-- START TEXT SHOWN --

The Muppets DON'T Take Manhattan

In perhaps the greatest think piece on contemporary theater ever written, journalist Chad Jones asks earnestly, "Why aren't the Muppets Broadway bound?"—an inquiry of polite outrage over the fact that The Muppets' appearance on the New York stage is much-deserved, long-overdue, and, at this time, nowhere in sight.

Chad also smartly mentions The Muppets Take Manhattan, which happens to be my favorite Muppet movie of all time. In fact, one of the pieces that was supposed to be in rotation in Jukebox Stories was an essay I never got around to finishing about how The Muppets Take Manhattan is hands down the greatest primer on a life in the arts I have ever encountered. Here's an excerpt:

Because I've managed to find some success as a writer, a lot of aspiring artists—writers, actors, musicians—often ask me for advice. They want to know the "secret to success." They want some sort of clear guidance on how to live and work. They want, at the very least, to know how to survive. In other words, they want a piece of me. And oftentimes, I brush them off and demean them and crush their dreams because, really, you gotta eliminate the competition.

But, you know, I understand people's need to be pointed in the right direction. Because if you decide you want to become a doctor or lawyer or pursue most any profession, there are definite, concrete things that you have to do. It's really not a mystery how you achieve most career goals. You know, you get a degree or you pass an exam or you do an internship, etc. Logical steps.

But artists are left without a guidebook, without a clear-cut plan to dictate what they're supposed to do. So do I recommend higher education? Do I recommend joining organizations that support artists? Do I recommend such seminal books as The Artist's Way by Julia Cameron or Bird by Bird by Anne Lamott?

-- END TEXT SHOWN --
-- START SUPPLIED DATA --

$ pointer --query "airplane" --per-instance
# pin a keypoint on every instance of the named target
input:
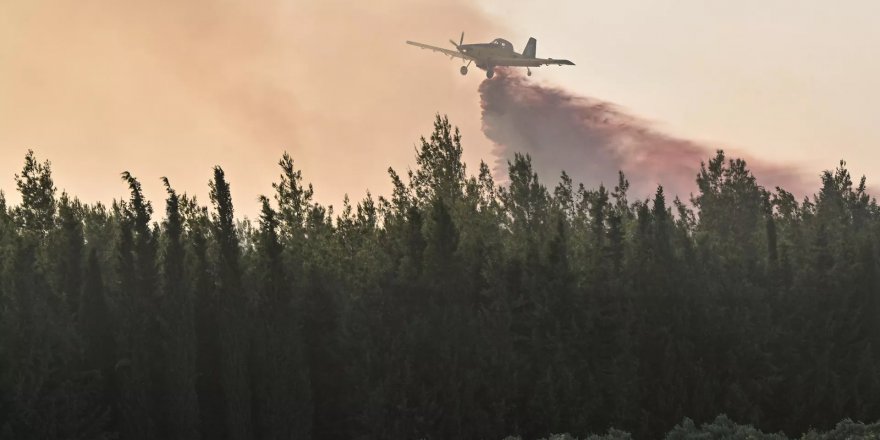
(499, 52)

-- END SUPPLIED DATA --
-- START SUPPLIED DATA --

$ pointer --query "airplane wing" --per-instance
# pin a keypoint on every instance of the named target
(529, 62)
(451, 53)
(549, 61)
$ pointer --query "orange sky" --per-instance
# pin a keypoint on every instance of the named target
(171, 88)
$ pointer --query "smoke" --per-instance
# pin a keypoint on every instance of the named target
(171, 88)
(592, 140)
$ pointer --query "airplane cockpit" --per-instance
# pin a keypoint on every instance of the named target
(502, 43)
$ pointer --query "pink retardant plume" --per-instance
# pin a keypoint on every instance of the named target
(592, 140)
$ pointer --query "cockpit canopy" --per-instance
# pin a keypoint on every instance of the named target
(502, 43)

-- END SUPPLIED DATA --

- TASK INSTRUCTIONS
**1.** Update the Muppets piece in the stretch from "Because I've managed" through "eliminate the competition.", replacing "aspiring artists" with "budding artists".
**2.** In the Muppets piece, which Muppet movie is named the writer's favorite of all time?
**3.** Continue the piece about the Muppets on Broadway from where it stops.

- ANSWERS TO THE TASKS
**1.**
Because I've managed to find some success as a writer, a lot of budding artists—writers, actors, musicians—often ask me for advice. They want to know the "secret to success." They want some sort of clear guidance on how to live and work. They want, at the very least, to know how to survive. In other words, they want a piece of me. And oftentimes, I brush them off and demean them and crush their dreams because, really, you gotta eliminate the competition.

**2.** The Muppets Take Manhattan

**3.**
Well, I say, none of these things. I say, go to the store and buy a particular movie on DVD at full price and go home and watch it and study it. This movie is the most accurate guide to being an artist, to surviving as an artist, that I have ever come across. It shows you what artists go through and how they cope and how they can triumph in the end if they so choose. And the name of that movie? The name of that movie is:
The Muppets Take Manhattan.

I am not kidding. This is not a joke. The adventures of Kermit the Frog and Miss Piggy and friends in this particular movie are archetypal and practical life lessons that have the power to change you.

For a long, elaborate, in-depth analysis of the film, you'll just have to wait for a future edition of Jukebox Stories. In terms of deep movie explication, I pretty much blew my wad on HSM3—I need some time to recharge.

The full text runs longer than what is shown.